▸ **Teks yang Diberikan**:
★ ★ ★ ★ ★

RINGKASAN PUNGGAWANEWS

  • Salman Al-Farisi, seorang sahabat Nabi, pejuang Islam, dan pemimpin paling zuhud, pernah menjabat sebagai gubernur wilayah Madain yang luas, namun namanya tercatat dalam daftar fakir miskin.
  • Perjalanan hidup Salman dimulai dari Persia sebagai penyembah api, lalu menjadi budak di Madinah, hingga akhirnya memeluk Islam setelah yakin dengan tanda-tanda kenabian Rasulullah SAW.
  • Khalifah Umar bin Khattab memilih Salman Al-Farisi yang zuhud dan bertakwa sebagai gubernur Madain, bekas pusat kekuasaan Persia, membuktikan bahwa keutamaan dalam Islam bukan pada nasab melainkan pada takwa.
  • Meskipun menjabat gubernur, Salman hidup sangat sederhana, rumahnya terbuat dari tanah liat, pakaiannya penuh tambalan, dan gajinya habis untuk kebutuhan pokok serta disedekahkan, sehingga ia masuk dalam daftar fakir miskin.
  • Salman Al-Farisi mengajarkan pentingnya zuhud, kejujuran, amanah, dan rasa takut kepada Allah, serta membuktikan bahwa jabatan adalah amanah dan kekuasaan adalah beban, bukan tiket kemewahan.

★ ★ ★ ★ ★

(Butir data)
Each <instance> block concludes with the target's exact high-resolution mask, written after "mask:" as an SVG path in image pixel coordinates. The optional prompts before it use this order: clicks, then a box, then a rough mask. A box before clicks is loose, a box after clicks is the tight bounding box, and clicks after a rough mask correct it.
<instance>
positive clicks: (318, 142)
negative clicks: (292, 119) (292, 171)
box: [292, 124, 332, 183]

★ ★ ★ ★ ★

▸ **Tindakan Diperlukan 1**: Tolong tulis ulang bagian ringkasan tentang Salman Al-Farisi mulai dari "RINGKASAN PUNGGAWANEWS" sampai dengan "kenabian Rasulullah SAW." tanpa mengubah satu kata pun.
▸ **Tindakan Diperlukan 2**: Menurut ringkasan tentang Salman Al-Farisi, dari bahan apa rumah Salman dibuat?
▸ **Tindakan Diperlukan 3**: Lanjutkan ringkasan tentang Salman Al-Farisi mulai dari sesudah butir terakhirnya.

▸ **Kotak Jawaban 1**:
RINGKASAN PUNGGAWANEWS

  • Salman Al-Farisi, seorang sahabat Nabi, pejuang Islam, dan pemimpin paling zuhud, pernah menjabat sebagai gubernur wilayah Madain yang luas, namun namanya tercatat dalam daftar fakir miskin.
  • Perjalanan hidup Salman dimulai dari Persia sebagai penyembah api, lalu menjadi budak di Madinah, hingga akhirnya memeluk Islam setelah yakin dengan tanda-tanda kenabian Rasulullah SAW.

▸ **Kotak Jawaban 2**: Rumahnya terbuat dari tanah liat.

▸ **Kotak Jawaban 3**:
Sayidina Umar Pilih Salman Jadi Gubernur Madain

Ketika Sayidina Umar bin Khattab menjadi khalifah, ia sangat selektif dalam memilih gubernur. Bukan yang pandai berpidato atau berdarah Quraisy, melainkan yang paling takut kepada Allah.

Pilihannya jatuh kepada Salman Al-Farisi. Ia diamanahi wilayah Madain, bekas pusat kekuasaan Persia yang besar dan makmur. Seorang mantan budak memimpin bekas bangsawan dan tentara Persia. Keputusan itu mengejutkan banyak pihak, sekaligus membuktikan prinsip Islam yang sesungguhnya: keutamaan bukan pada nasab, tapi pada takwa.

Nama Gubernur di Barisan Fakir Miskin

Di bawah kepemimpinan Sayidina Umar, pendataan fakir miskin dilakukan secara menyeluruh di seluruh Jazirah Arab. Setiap nama, setiap keluarga, setiap kondisi ekonomi dicatat dengan teliti.

Ketika tumpukan daftar itu sampai ke meja Sayidina Umar, ia membaca satu per satu. Tiba-tiba pandangannya terhenti. Di sana tertulis jelas: Salman Al-Farisi, Gubernur Madain.